▶ Extracted entries:

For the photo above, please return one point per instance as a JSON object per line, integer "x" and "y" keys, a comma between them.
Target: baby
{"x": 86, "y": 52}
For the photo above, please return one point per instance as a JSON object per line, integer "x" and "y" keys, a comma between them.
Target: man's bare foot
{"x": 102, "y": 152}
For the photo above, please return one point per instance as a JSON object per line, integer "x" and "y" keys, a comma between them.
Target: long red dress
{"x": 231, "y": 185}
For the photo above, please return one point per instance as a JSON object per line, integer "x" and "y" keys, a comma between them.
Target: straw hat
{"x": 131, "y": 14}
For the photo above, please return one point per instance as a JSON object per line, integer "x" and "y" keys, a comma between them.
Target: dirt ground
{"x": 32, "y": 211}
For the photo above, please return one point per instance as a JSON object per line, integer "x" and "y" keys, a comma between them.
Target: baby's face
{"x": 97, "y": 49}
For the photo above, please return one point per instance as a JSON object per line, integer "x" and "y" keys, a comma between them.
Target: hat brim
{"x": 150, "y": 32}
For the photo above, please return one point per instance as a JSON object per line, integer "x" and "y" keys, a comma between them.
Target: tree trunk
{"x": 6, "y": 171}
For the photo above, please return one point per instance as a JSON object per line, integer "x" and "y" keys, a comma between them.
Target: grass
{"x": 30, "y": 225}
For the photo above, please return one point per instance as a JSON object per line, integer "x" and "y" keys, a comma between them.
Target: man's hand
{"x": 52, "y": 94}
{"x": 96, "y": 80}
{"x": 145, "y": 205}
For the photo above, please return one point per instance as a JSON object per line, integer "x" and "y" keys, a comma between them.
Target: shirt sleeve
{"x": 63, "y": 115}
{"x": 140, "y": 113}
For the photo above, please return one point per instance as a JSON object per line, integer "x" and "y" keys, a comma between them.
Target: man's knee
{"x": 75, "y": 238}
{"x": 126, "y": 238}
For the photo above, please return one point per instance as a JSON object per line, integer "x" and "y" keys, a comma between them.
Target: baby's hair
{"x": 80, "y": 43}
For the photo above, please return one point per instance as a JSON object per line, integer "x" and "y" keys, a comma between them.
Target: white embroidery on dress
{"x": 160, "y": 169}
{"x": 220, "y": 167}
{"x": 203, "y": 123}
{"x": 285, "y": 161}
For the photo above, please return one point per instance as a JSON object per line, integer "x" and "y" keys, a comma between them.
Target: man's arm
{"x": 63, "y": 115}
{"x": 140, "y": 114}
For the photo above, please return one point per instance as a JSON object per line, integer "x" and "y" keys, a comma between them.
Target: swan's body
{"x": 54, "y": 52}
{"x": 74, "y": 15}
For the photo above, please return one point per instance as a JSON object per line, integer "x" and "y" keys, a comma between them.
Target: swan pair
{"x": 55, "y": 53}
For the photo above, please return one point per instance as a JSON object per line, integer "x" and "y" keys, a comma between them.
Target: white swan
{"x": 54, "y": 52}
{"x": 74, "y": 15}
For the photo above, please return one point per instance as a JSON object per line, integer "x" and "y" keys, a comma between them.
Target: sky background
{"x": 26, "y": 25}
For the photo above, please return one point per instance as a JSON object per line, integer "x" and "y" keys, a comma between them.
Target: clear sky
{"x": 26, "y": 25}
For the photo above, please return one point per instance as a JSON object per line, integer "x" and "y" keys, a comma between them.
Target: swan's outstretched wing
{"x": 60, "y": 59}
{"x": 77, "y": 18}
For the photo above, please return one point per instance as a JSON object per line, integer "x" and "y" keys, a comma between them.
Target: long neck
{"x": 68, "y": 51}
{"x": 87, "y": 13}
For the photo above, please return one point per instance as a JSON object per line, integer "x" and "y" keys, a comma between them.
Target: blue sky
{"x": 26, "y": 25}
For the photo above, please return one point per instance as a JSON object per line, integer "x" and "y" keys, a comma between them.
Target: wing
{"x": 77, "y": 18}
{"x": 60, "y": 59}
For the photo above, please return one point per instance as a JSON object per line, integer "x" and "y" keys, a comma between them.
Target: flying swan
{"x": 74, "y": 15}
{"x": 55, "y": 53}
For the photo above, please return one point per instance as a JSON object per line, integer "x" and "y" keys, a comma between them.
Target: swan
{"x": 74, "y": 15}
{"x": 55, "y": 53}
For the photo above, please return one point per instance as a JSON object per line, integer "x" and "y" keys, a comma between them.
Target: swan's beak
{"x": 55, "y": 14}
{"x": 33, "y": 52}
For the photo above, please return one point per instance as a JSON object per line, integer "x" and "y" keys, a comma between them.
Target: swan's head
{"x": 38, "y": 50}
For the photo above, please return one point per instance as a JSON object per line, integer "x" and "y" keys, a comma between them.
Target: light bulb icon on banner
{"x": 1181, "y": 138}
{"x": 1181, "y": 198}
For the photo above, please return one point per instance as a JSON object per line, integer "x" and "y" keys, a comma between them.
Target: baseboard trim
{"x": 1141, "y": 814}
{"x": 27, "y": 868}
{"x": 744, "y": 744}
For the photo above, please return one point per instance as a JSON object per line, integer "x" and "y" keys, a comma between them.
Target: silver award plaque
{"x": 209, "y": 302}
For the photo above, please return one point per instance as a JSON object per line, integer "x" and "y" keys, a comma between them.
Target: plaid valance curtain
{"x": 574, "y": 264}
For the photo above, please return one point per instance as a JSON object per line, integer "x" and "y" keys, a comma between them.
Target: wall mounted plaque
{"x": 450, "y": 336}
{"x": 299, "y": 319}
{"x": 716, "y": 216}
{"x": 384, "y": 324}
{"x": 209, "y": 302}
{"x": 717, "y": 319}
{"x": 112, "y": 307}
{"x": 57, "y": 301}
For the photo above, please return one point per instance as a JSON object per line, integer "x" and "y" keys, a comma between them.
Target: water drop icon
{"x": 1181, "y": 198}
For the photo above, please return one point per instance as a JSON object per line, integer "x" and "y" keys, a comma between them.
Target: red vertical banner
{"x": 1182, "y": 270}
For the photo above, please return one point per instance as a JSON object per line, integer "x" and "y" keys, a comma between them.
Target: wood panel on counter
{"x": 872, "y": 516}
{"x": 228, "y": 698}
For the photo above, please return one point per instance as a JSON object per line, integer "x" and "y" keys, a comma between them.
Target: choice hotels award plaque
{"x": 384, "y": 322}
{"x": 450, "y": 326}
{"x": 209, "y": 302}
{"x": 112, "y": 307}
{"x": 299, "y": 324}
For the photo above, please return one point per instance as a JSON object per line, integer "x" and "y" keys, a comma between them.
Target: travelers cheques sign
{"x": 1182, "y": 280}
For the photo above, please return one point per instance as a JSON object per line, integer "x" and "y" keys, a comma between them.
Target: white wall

▶ What you are asked to do: Every record above is to be copied exactly.

▶ Result:
For the photo above, please return one point per instance as a JSON object per line, integer "x" and "y" keys, a comma between them.
Target: baby
{"x": 86, "y": 52}
For the photo above, please return one point per instance as a JSON object per line, integer "x" and "y" keys, a comma between them.
Target: man's bare foot
{"x": 102, "y": 152}
For the photo above, please return one point per instance as a JSON object per line, integer "x" and "y" keys, a comma between them.
Target: long red dress
{"x": 231, "y": 185}
For the photo above, please return one point per instance as a JSON object per line, integer "x" and "y" keys, a comma between them.
Target: straw hat
{"x": 131, "y": 14}
For the photo above, please return one point per instance as a JSON object per line, integer "x" and "y" keys, a comma between them.
Target: dirt ground
{"x": 32, "y": 211}
For the photo above, please return one point per instance as a JSON object per line, integer "x" and "y" keys, a comma between them.
Target: baby's face
{"x": 97, "y": 49}
For the photo above, please return one point per instance as a JSON object per line, integer "x" and "y" keys, a comma between them.
Target: hat brim
{"x": 150, "y": 32}
For the photo above, please return one point per instance as a JSON object per line, integer "x" and "y" keys, a comma between them.
Target: tree trunk
{"x": 6, "y": 171}
For the photo above, please return one point per instance as a JSON object per line, integer "x" and "y" keys, a comma between them.
Target: grass
{"x": 30, "y": 225}
For the photo above, please return one point per instance as a JSON object per line, integer "x" and "y" keys, a comma between them.
Target: man's hand
{"x": 52, "y": 94}
{"x": 96, "y": 80}
{"x": 145, "y": 205}
For the photo above, please return one point per instance as a JSON object per line, integer "x" and "y" keys, a comma between them.
Target: shirt sleeve
{"x": 63, "y": 115}
{"x": 140, "y": 113}
For the photo above, please return one point per instance as a JSON object per line, integer "x" and "y" keys, a comma between them.
Target: man's knee
{"x": 75, "y": 238}
{"x": 126, "y": 238}
For the photo above, please return one point per instance as a JSON object per line, integer "x" and "y" keys, a comma between them.
Target: baby's hair
{"x": 80, "y": 43}
For the photo above, please return one point per instance as a JSON object per line, integer "x" and "y" keys, a comma between them.
Target: white embroidery on dress
{"x": 160, "y": 169}
{"x": 220, "y": 167}
{"x": 203, "y": 123}
{"x": 285, "y": 161}
For the photo above, please return one point per instance as a JSON object per line, integer "x" and "y" keys, a comma between them.
Target: man's arm
{"x": 63, "y": 115}
{"x": 140, "y": 114}
For the photo above, please return one point per instance as a JSON object per line, integer "x" and "y" keys, a comma between them.
Target: swan's body
{"x": 54, "y": 52}
{"x": 74, "y": 15}
For the photo above, please return one point per instance as a JSON object per line, integer "x" and "y" keys, a comma between them.
Target: swan pair
{"x": 55, "y": 53}
For the photo above, please return one point per instance as a JSON object per line, integer "x" and "y" keys, a comma between them.
Target: white swan
{"x": 54, "y": 52}
{"x": 74, "y": 15}
For the photo above, please return one point per instance as a JSON object per line, integer "x" and "y" keys, a comma between them.
Target: sky background
{"x": 26, "y": 25}
For the photo above, please return one point per instance as a JSON object per line, integer "x" and "y" keys, a comma between them.
Target: clear sky
{"x": 26, "y": 25}
For the photo above, please return one point per instance as a JSON object per line, integer "x" and "y" keys, a comma between them.
Target: swan's outstretched wing
{"x": 60, "y": 59}
{"x": 77, "y": 18}
For the photo above, please return one point per instance as a JSON object per line, integer "x" and "y" keys, a comma between them.
Target: long neck
{"x": 68, "y": 51}
{"x": 87, "y": 13}
For the photo above, please return one point per instance as a JSON object per line, integer "x" and "y" keys, a comma between them.
Target: blue sky
{"x": 26, "y": 25}
For the photo above, please return one point per instance as a JSON object per line, integer "x" and "y" keys, a comma between them.
Target: wing
{"x": 77, "y": 18}
{"x": 60, "y": 59}
For the photo above, please return one point per instance as a JSON object per line, integer "x" and "y" keys, a comma between them.
Target: flying swan
{"x": 74, "y": 15}
{"x": 55, "y": 53}
For the photo above, please return one point per instance as a JSON object per line, integer "x" and "y" keys, a comma between them.
Target: swan
{"x": 74, "y": 15}
{"x": 55, "y": 53}
For the photo above, please return one point per instance as a JSON object per line, integer "x" and "y" keys, a comma between them.
Target: swan's beak
{"x": 55, "y": 14}
{"x": 33, "y": 52}
For the photo above, please return one point per instance as a JSON object per line, integer "x" and "y" keys, a comma between them.
Target: swan's head
{"x": 38, "y": 50}
For the photo above, please return one point per instance as a JSON object per line, integer "x" and "y" keys, a comma between them.
Target: light bulb icon on banner
{"x": 1181, "y": 138}
{"x": 1181, "y": 198}
For the photo above, please return one point per instance as a JSON object per line, integer "x" and "y" keys, a comma between them.
Target: baseboard trim
{"x": 1141, "y": 814}
{"x": 27, "y": 868}
{"x": 744, "y": 744}
For the photo above, please return one point per instance as a JSON object per line, integer "x" and "y" keys, a comma between them.
Target: silver award plaque
{"x": 209, "y": 302}
For the photo above, please return one point per instance as a JSON object per line, integer "x" and "y" keys, a comma between them.
Target: plaid valance curtain
{"x": 574, "y": 264}
For the photo above, please return one point per instance as a JSON object per line, integer "x" and "y" keys, a comma between them.
Target: wall mounted plaque
{"x": 450, "y": 336}
{"x": 299, "y": 319}
{"x": 716, "y": 216}
{"x": 384, "y": 324}
{"x": 209, "y": 302}
{"x": 717, "y": 319}
{"x": 112, "y": 307}
{"x": 57, "y": 301}
For the photo above, please return one point per instance as a JSON object per line, integer "x" and "y" keys, a comma between them.
Target: water drop icon
{"x": 1181, "y": 198}
For the photo above, please return one point per instance as a JSON object per line, integer "x" and "y" keys, a comma between them.
Target: red vertical banner
{"x": 1182, "y": 270}
For the photo above, please return one point per instance as a JSON object per line, integer "x" and "y" keys, a comma between them.
Target: wood panel on counter
{"x": 872, "y": 516}
{"x": 228, "y": 698}
For the photo above, please return one point per instance as a JSON object per line, integer "x" and "y" keys, a comma between them.
Target: choice hotels award plaque
{"x": 384, "y": 322}
{"x": 450, "y": 326}
{"x": 209, "y": 302}
{"x": 112, "y": 307}
{"x": 299, "y": 324}
For the photo above, please return one point per instance as a JSON object per line, integer "x" and "y" keys, a comma between them.
Target: travelers cheques sign
{"x": 1182, "y": 280}
For the photo above, please return one point per instance as a JSON object per line, integer "x" and "y" keys, a comma between them.
Target: white wall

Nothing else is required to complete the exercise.